**Set exercise**
Could you carry on the TLA+ passage below, not the material after it, by writing what comes after its last sentence?

====== Supplied passage ======

This is just the tip of the iceberg in terms of what we can model. With a little more expertise, we can do things like

- Use refinements to show that a specific implementation is a valid machine, but successfully maintains invariants and prevents negative properties.
- Compose the spec as part of a larger one
- With some finesse, compare two instances of the spec to find
**hyperproperties**, like “four attackers can’t do more damage than one attacker.”

If this kind of stuff interests you, I wrote a book on TLA+, though this material is too advanced to be covered there. I also do consulting and workshops on TLA+ and other formal methods, like Alloy. Feel free to email me if you’re interested in learning more!

*Thanks to Andrew Helwer for feedback.*

## Update 14 May 2019

Markus Kuppe, the head developer on TLC, points out a subtle error in the Machine spec. `~[]<><<World>>_x => Stable`

is an invariant, sure… but so is `~[]<><<World>>_x => FALSE`

! What gives?

====== Supplied entries ======

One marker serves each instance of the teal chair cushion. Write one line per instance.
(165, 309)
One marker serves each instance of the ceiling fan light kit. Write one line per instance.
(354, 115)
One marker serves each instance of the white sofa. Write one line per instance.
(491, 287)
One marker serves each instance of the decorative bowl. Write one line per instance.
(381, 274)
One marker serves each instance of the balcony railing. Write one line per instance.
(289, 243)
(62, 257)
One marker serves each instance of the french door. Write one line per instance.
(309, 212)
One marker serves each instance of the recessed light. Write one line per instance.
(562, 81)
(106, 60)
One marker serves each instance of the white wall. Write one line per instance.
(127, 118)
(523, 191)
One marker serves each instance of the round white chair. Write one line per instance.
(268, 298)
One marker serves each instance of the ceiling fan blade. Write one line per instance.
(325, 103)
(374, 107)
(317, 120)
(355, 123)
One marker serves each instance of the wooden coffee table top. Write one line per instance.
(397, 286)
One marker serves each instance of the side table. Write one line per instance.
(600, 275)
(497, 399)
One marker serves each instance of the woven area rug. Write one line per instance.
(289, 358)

======
====== Supplied entries ======

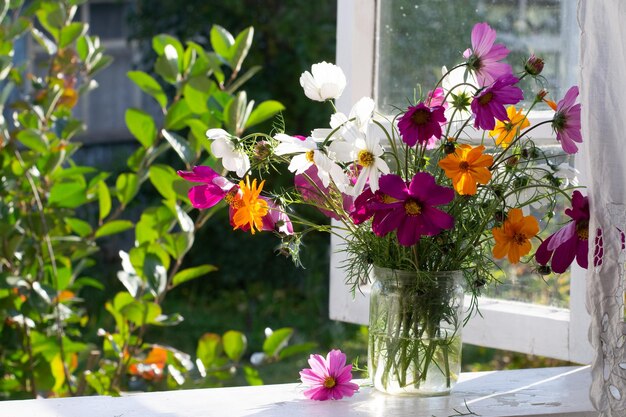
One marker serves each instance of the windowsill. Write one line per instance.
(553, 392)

======

**Final answer**
The problem is that every `Machine`

action is also a `World`

action! `x' = x - 1 => x' \in TotalInterval`

, so `Machine => World`

. Saying that we eventually have no `World`

actions, then, also means we don’t have any `Machine`

actions. But since we made `Machine`

fair, it will happen infinitely often and `~[]<><<World>>_x`

is always false. Since `FALSE => FALSE`

is true, our property was vacuously true.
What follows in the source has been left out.